** Start RECORDS FOR THE TASK **
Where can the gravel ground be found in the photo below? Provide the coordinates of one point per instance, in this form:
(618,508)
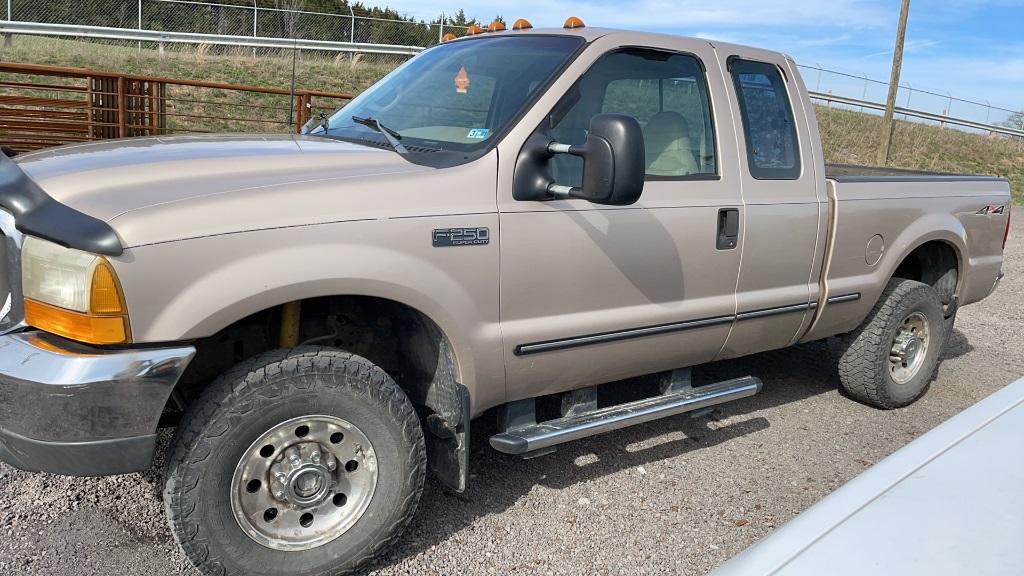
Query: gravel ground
(677,496)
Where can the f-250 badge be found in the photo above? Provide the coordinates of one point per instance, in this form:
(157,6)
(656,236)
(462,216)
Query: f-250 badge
(991,209)
(461,236)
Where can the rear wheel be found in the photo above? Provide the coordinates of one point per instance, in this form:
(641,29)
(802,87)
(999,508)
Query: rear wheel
(891,359)
(305,461)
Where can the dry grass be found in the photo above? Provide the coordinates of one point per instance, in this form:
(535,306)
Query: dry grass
(853,137)
(848,136)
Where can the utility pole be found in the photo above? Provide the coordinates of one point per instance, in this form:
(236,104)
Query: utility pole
(887,121)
** End RECORDS FOR THE TASK **
Present all of the lines above as a numbered list, omitting blank lines and any picture.

1. Where can the gravel ground be found in the photo below? Provide the coordinates of one point per instance, in this form:
2. (618,508)
3. Query: gravel ground
4. (677,496)
5. Where can the f-250 badge be found in the photo above? Provide the coordinates of one point per instance, in this form:
6. (157,6)
7. (656,236)
8. (462,216)
9. Query: f-250 badge
10. (991,209)
11. (461,236)
12. Where can the rear wheel be found in the photo above? Provide the coordinates of one point per instance, in this form:
13. (641,29)
14. (802,87)
15. (999,508)
16. Query: rear wheel
17. (891,359)
18. (305,461)
19. Where can the dry grass be found in the photo above? Provide the coordinates of one point per instance, in this form:
20. (535,306)
21. Query: dry grass
22. (853,137)
23. (848,136)
24. Where can the utility pole be found in the photo above? Provide the coordinates of one point per instance, in this form:
25. (236,104)
26. Query: utility pole
27. (887,121)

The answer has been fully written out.